To be done> Provide the data again in its entirety, exactly as given.
· · · · · · ·
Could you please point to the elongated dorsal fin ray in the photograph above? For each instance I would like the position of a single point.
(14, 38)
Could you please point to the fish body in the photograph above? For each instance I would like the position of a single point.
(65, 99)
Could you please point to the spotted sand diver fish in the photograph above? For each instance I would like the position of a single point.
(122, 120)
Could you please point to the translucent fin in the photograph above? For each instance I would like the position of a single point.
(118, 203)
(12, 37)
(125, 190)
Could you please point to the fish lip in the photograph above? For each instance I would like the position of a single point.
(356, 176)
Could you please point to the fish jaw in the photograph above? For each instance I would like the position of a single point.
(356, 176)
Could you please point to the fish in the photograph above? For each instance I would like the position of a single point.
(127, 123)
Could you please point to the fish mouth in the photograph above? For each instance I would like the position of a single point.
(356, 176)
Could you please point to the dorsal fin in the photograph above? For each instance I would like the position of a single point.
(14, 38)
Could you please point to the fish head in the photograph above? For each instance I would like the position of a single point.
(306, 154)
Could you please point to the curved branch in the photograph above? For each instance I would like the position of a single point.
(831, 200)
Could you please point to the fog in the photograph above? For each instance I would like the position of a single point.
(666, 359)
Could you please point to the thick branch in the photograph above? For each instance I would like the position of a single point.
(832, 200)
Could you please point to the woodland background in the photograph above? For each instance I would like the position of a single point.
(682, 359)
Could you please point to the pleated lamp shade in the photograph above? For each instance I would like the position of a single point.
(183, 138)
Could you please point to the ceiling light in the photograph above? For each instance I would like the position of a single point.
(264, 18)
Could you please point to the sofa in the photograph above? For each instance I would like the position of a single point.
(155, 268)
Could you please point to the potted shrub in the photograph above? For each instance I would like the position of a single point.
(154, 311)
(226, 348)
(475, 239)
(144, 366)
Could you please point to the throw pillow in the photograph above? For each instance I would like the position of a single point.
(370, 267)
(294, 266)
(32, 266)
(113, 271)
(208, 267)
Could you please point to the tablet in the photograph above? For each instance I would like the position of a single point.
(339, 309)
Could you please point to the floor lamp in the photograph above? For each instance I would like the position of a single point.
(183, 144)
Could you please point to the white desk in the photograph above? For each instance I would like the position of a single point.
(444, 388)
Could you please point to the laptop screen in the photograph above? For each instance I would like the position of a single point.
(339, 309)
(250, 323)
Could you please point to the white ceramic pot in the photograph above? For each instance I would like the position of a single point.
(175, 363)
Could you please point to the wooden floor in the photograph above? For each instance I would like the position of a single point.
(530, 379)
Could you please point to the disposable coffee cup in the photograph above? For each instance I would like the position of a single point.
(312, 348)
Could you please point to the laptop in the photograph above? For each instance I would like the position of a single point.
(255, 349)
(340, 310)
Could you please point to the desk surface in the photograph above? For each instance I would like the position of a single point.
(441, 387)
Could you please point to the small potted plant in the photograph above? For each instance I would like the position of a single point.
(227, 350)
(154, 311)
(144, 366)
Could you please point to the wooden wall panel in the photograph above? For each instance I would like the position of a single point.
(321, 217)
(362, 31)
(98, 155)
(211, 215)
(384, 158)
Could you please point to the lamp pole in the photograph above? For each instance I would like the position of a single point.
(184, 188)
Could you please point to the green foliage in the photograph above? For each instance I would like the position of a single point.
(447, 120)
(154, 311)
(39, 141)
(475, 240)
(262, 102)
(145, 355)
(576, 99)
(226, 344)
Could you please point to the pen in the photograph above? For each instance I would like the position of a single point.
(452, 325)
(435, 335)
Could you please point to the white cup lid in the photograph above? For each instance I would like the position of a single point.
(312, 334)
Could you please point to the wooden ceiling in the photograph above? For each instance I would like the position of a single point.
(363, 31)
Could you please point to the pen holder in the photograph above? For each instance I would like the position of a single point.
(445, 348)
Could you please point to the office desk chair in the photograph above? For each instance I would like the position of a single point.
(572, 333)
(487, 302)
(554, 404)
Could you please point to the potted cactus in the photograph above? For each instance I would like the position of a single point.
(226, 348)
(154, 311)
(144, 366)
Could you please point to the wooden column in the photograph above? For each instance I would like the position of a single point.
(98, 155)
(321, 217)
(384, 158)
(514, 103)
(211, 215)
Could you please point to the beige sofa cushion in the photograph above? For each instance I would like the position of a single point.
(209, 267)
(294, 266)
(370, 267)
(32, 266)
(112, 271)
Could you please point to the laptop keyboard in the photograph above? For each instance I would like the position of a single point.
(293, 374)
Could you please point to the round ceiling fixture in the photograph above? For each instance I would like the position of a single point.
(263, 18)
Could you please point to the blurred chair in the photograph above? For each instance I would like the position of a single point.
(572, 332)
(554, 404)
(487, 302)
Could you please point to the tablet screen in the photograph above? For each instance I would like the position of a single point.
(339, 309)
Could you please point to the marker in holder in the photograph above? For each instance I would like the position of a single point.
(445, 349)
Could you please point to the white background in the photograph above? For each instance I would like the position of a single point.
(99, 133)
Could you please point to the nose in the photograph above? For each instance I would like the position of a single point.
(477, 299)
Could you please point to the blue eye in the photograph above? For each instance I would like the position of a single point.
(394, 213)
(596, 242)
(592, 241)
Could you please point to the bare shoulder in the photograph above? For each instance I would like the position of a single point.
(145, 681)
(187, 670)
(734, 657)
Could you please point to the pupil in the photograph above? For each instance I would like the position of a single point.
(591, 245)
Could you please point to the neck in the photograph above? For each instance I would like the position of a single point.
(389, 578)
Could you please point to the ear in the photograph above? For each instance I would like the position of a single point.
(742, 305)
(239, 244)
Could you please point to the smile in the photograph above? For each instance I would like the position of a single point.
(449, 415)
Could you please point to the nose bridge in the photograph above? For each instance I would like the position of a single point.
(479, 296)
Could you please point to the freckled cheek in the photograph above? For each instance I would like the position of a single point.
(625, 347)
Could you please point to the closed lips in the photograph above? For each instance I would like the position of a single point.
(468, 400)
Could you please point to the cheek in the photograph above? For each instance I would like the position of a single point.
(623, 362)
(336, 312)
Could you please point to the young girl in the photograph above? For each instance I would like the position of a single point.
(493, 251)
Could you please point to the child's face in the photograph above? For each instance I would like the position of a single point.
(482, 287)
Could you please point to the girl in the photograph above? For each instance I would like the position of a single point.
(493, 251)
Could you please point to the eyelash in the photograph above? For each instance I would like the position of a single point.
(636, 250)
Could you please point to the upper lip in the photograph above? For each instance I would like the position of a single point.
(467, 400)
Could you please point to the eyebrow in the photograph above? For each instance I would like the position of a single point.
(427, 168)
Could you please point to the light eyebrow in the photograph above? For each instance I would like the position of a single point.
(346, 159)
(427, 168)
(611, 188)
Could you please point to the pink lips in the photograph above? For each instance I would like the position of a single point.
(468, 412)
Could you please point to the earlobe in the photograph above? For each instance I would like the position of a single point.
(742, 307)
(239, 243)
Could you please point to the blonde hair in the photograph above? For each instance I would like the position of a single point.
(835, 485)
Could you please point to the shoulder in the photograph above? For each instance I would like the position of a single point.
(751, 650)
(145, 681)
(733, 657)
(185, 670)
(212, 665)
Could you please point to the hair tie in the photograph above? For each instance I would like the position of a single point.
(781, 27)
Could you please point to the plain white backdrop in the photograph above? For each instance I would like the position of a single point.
· · · · · · ·
Final result>
Could you please point to the elongated dorsal fin ray in the photograph above? For each instance I would like the position of a single point.
(14, 38)
Could you please point to the fish body in the photograph above? For each instance I would like the position of a single point.
(65, 99)
Could you please point to the spotted sand diver fish in the photograph above? For each instance I would like the position of a single point.
(122, 120)
Could you please point to the translucent fin in the photograph above? For each instance I would like the position of a single point.
(118, 203)
(12, 37)
(125, 190)
Could you please point to the fish lip in the photograph above? For each instance I would like the position of a single point.
(356, 176)
Could you please point to the fish jaw in the photograph above? For each instance I would like the position of a single point.
(356, 176)
Could you please point to the fish in the photograph above? For each instance I would like the position of a single point.
(127, 123)
Could you please point to the fish mouth in the photograph above? For each instance I would like the position of a single point.
(356, 176)
Could you please point to the dorsal fin in the photograph above? For each instance I would like the position of a single point.
(14, 38)
Could you please point to the fish head in the photograph above? For each instance I would like the position of a single point.
(306, 154)
Could you please point to the curved branch in the photograph above? For each instance I would like the position of a single point.
(831, 200)
Could you please point to the fog in the photograph above? For each instance I would like the position of a single point.
(666, 359)
Could you please point to the thick branch in the photograph above? For each instance I would like the position of a single point.
(832, 200)
Could you please point to the woodland background in the photograph above? For each instance I would like the position of a single point.
(682, 359)
Could you please point to the pleated lamp shade in the photograph above? For each instance I would like the position of a single point.
(183, 138)
Could you please point to the ceiling light in the photograph above? For each instance I would like the position of a single point.
(264, 18)
Could you please point to the sofa in the photograph above? For each instance I would like the position of a single point.
(155, 268)
Could you please point to the potted shrub in the photograph above? For each instance I would like the position of a single point.
(154, 311)
(226, 348)
(475, 239)
(144, 366)
Could you please point to the throw pillow in the photograph above? For each instance I would like the position of a single point.
(370, 267)
(294, 266)
(32, 266)
(113, 271)
(208, 267)
Could you please point to the tablet in the photograph above? For each instance I would like the position of a single point.
(339, 309)
Could you please point to the floor lamp in the photograph above? For each instance I would like the position of a single point.
(183, 144)
Could you please point to the white desk in the photograph above? For each instance I would like the position of a single point.
(444, 388)
Could you please point to the laptop screen in the photograph above? For each instance I would like the position of a single point.
(339, 309)
(250, 323)
Could you please point to the white ceramic pot in the photograph above? For each instance I would like the position of a single point.
(175, 363)
Could you please point to the wooden floor in the photograph above? For each instance I would like the position of a single point.
(530, 379)
Could you please point to the disposable coffee cup in the photograph above? For each instance I would like the position of a single point.
(312, 348)
Could you please point to the laptop in the photograph above? For each instance I would like the position of a single point.
(255, 349)
(340, 310)
Could you please point to the desk surface in the photograph above? For each instance I would like the position of a single point.
(441, 387)
Could you please point to the small potted plant in the photograph above? For each instance I would like the position of a single point.
(227, 350)
(154, 311)
(144, 366)
Could you please point to the wooden wall panel in the photograph above? For each instance I would like the position of a single point.
(321, 217)
(362, 31)
(98, 155)
(211, 215)
(384, 158)
Could you please point to the lamp pole in the photograph above? For each instance I would like the position of a single point.
(184, 188)
Could you please point to the green foliage in the photograph above? For each instance I would like the position of a single point.
(447, 120)
(154, 311)
(39, 141)
(475, 240)
(262, 102)
(145, 355)
(576, 99)
(226, 344)
Could you please point to the pen in the photograph above? For each instance I would like the position of a single point.
(452, 325)
(435, 335)
Could you please point to the white cup lid in the photograph above? For each instance I would like the position of a single point.
(312, 334)
Could you please point to the wooden ceiling in the photograph above? For each instance I would like the position of a single point.
(363, 31)
Could you please point to the pen holder in the photograph above? For each instance I would like the position of a single point.
(445, 348)
Could you please point to the office desk chair in the photograph above? For each instance I would like the position of a single point.
(572, 333)
(487, 302)
(554, 404)
Could you please point to the potted cactus in the photograph above? For each instance I would like the position of a single point.
(226, 348)
(154, 311)
(144, 366)
Could you please point to the wooden column in the photograph above? For each instance I would like the position of a single point.
(98, 155)
(321, 217)
(384, 158)
(514, 103)
(211, 215)
Could you please point to the beige sofa cushion in the photograph above? For each instance I would like the position of a single point.
(209, 267)
(294, 266)
(370, 267)
(32, 266)
(112, 271)
Could you please point to the laptop keyboard in the photograph above? For each instance I would like the position of a single point.
(293, 374)
Could you please point to the round ceiling fixture in the photograph above? For each instance I would like the position of a single point.
(263, 18)
Could you please point to the blurred chair in the photograph above? For each instance I would like the position of a single point.
(572, 332)
(554, 404)
(487, 302)
Could you please point to the tablet screen in the photograph above? For each instance I would like the position of a single point.
(339, 309)
Could you please point to the marker in holder in the photograph above? For each instance I would like the position of a single point.
(445, 349)
Could you please point to the white background in the photograph above? For each instance I would like the position of a single point.
(99, 133)
Could you please point to the nose in the photograph above? For each instance I would like the position of a single point.
(477, 299)
Could you please point to the blue eye in the photograph above? For each instance I would like the position of a single point.
(394, 213)
(596, 242)
(592, 241)
Could you please point to the bare shoulder in the photograph above? For each instance I would like the position of a single point.
(145, 681)
(187, 670)
(734, 657)
Could you please point to the pupil in the photograph above? For each instance I would like the position of a single point.
(591, 245)
Could you please point to the neck in the photograph above? For each instance I would like the position of a single point.
(389, 578)
Could you please point to the ear in the photograph above? For each instance I would like the position of a single point.
(742, 305)
(239, 244)
Could you please point to the smile in the photograph above? For each instance I would like the position of a single point.
(449, 415)
Could you please point to the nose bridge in the photograph above? For each instance I would like the position of a single point.
(479, 296)
Could you please point to the freckled cheek in the photograph above? For each instance I would like the position of a single point.
(625, 347)
Could you please point to the closed lips in the photograph above? For each instance I would like the position of a single point.
(468, 400)
Could you please point to the cheek in the photograph above? For each instance I would like the position of a single point.
(623, 362)
(336, 312)
Could you please point to the young girl in the photograph above? For each instance I would like the position of a single point.
(493, 251)
Could you please point to the child's face in the photograph above? For each instance I would like the position of a single point.
(482, 287)
Could you please point to the girl in the photograph above? For each instance I would like the position of a single point.
(493, 251)
Could you please point to the eyelash in the photograph above? For each instance I would like the position of a single point.
(636, 250)
Could you please point to the upper lip in the photograph above? For each instance I would like the position of a single point.
(467, 400)
Could you please point to the eyebrow in the photograph above? For each instance I would like the position of a single point.
(427, 168)
Could you please point to the light eyebrow in the photograph above? For each instance I would like the position of a single point.
(346, 159)
(427, 168)
(611, 188)
Could you please point to the pink lips in the photograph above? For each instance I would like the position of a single point.
(468, 412)
Could you please point to the earlobe in the photograph above? For each instance I would like the position of a single point.
(742, 307)
(239, 243)
Could you please point to the blonde hair in the photograph above? For each instance I would like the position of a single point.
(835, 485)
Could you please point to the shoulder in the photograph above? For each instance I would like the position of a single point.
(751, 650)
(145, 681)
(733, 657)
(185, 670)
(212, 665)
Could you please point to the hair tie in the photograph above? For each instance I would like the position of a single point.
(781, 27)
Could you please point to the plain white backdrop in the photograph above? For each instance I would like the position of a single point.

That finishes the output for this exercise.